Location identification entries
══════
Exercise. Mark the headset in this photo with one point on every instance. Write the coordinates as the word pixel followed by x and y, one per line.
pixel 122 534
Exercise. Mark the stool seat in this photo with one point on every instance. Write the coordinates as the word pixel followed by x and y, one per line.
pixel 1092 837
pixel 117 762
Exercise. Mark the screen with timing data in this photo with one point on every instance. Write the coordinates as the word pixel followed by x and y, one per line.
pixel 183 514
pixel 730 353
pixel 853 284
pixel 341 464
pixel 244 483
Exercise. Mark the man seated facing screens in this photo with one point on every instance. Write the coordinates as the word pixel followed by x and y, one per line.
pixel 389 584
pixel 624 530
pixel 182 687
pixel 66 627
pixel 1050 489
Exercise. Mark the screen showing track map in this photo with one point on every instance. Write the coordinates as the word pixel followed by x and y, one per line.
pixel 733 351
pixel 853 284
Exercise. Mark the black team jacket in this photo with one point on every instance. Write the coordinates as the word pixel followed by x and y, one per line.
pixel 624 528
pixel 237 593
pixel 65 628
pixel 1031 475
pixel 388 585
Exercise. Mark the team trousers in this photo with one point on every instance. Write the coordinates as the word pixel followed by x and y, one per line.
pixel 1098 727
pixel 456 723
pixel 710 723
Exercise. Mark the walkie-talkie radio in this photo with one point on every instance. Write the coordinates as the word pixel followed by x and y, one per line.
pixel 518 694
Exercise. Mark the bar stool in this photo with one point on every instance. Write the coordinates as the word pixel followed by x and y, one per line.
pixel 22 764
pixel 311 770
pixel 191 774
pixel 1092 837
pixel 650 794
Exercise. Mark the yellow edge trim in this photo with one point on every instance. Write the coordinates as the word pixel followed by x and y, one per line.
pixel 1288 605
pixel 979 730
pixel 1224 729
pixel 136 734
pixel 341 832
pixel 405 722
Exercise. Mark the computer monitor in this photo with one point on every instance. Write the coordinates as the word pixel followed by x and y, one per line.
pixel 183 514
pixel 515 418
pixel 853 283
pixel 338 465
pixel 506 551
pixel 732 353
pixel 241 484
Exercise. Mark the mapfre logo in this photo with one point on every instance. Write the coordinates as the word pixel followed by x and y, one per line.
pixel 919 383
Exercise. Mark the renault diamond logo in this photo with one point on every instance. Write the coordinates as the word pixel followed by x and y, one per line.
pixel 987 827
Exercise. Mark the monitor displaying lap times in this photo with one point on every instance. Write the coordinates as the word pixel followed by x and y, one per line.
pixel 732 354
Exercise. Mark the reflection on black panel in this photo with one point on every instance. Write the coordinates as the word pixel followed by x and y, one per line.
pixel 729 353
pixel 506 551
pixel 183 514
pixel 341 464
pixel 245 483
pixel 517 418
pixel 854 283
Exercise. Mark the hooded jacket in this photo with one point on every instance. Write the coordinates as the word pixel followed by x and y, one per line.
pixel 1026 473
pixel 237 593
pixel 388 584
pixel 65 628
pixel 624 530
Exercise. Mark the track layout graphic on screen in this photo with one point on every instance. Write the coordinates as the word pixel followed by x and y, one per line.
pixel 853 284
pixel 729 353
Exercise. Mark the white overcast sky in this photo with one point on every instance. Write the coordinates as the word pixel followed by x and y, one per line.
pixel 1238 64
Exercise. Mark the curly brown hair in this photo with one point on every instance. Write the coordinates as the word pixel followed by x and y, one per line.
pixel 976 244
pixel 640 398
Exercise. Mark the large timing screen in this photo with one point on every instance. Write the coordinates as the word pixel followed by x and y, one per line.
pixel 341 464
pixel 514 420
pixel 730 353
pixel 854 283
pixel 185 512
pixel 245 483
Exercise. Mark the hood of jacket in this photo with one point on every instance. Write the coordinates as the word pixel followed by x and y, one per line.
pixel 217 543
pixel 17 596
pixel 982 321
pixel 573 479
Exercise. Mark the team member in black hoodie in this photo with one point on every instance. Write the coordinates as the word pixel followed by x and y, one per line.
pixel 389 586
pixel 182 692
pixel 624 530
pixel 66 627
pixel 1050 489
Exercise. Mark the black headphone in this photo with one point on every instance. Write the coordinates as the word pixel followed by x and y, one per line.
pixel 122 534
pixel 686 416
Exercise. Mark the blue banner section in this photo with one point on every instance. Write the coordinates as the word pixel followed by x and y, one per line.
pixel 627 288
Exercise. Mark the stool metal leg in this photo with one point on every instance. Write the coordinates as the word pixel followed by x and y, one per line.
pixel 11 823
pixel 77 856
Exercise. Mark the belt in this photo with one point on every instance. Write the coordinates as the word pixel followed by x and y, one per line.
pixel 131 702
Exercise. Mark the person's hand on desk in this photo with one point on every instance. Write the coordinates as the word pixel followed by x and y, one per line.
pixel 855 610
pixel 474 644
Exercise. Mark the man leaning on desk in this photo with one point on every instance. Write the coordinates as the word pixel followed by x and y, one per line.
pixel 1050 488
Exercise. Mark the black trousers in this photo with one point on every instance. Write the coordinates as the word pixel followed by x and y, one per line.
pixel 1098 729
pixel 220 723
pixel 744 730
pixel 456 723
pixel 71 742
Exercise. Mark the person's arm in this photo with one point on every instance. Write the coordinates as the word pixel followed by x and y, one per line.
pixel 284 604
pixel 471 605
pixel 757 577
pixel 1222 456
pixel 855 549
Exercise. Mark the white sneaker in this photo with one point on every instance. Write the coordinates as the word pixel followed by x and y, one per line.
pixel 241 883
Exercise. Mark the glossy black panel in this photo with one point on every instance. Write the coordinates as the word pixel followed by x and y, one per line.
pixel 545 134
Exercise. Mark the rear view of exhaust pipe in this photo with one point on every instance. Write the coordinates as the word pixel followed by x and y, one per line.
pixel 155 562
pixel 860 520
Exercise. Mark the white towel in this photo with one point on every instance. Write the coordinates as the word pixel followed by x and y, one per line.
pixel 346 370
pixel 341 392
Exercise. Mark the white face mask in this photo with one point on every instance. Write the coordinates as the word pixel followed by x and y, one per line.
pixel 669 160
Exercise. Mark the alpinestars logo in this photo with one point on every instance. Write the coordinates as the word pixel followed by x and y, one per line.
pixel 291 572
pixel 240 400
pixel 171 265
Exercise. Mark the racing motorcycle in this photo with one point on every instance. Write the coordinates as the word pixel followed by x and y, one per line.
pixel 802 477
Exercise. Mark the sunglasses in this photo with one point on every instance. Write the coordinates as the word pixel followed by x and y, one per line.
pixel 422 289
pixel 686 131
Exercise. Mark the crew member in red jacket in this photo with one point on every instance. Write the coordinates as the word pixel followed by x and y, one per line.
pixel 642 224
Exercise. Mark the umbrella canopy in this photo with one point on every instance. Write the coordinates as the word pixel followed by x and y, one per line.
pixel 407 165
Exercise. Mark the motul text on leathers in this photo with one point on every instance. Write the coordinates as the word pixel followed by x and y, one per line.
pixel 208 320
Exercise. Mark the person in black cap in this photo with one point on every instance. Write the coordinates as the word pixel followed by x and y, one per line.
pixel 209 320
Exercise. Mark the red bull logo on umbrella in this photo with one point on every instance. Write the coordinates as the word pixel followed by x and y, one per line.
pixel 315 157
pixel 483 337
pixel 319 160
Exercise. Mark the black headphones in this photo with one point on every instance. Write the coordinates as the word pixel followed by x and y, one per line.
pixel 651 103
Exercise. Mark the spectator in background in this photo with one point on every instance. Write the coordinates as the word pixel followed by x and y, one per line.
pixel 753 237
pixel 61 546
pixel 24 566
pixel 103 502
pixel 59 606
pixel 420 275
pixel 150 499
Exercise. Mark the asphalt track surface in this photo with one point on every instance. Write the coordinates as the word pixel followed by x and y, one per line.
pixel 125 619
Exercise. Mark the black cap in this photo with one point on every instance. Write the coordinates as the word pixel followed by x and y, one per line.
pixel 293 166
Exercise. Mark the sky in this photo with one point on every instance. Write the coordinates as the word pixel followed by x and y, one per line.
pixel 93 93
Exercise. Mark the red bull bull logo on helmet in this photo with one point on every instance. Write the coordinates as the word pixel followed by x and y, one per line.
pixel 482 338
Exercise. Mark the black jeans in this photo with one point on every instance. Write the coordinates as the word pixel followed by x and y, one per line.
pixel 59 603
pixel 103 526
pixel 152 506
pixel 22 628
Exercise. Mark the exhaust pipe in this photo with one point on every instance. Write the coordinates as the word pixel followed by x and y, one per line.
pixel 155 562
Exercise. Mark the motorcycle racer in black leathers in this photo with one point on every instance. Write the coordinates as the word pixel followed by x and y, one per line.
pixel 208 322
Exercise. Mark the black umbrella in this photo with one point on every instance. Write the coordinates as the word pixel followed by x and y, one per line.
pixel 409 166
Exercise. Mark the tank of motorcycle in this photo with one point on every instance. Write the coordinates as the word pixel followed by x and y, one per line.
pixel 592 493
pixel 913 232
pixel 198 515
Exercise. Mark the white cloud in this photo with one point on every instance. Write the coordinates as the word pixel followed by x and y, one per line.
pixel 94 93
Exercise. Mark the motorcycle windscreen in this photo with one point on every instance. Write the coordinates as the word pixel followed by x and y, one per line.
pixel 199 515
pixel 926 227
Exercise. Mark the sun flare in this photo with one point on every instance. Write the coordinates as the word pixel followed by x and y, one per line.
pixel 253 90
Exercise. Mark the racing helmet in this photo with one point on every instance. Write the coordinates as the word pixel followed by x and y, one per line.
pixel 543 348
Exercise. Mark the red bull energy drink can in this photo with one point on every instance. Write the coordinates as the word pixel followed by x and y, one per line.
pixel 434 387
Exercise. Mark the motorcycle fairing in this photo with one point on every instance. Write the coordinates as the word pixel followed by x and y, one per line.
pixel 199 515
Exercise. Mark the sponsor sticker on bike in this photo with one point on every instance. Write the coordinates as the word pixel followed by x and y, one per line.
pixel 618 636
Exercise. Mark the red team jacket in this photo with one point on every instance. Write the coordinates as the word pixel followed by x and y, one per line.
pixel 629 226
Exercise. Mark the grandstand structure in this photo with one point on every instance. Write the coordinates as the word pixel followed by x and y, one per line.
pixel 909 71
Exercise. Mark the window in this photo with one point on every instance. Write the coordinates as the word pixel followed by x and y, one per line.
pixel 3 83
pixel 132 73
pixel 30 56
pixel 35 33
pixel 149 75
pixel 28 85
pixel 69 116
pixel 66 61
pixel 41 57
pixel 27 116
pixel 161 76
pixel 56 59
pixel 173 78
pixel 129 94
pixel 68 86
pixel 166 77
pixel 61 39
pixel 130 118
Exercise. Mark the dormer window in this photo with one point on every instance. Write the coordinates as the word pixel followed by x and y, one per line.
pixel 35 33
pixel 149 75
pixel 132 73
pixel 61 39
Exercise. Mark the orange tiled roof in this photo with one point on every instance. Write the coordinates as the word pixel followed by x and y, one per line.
══════
INSTRUCTIONS FOR THE TASK: Update the lines from the one with "Exercise. Mark the team member" up to and including the one with "pixel 686 416" by replacing "black hoodie" with "dark hoodie" and leaving everything else unchanged.

THE SOLUTION:
Exercise. Mark the team member in dark hoodie in this photo with one point on every instance. Write the coordinates as the word pixel followed by x and y, one per line.
pixel 389 586
pixel 182 692
pixel 624 530
pixel 66 627
pixel 1050 489
Exercise. Mark the black headphone in this photo with one point on every instance. Write the coordinates as the word pixel followed by x and y, one per line.
pixel 122 534
pixel 686 416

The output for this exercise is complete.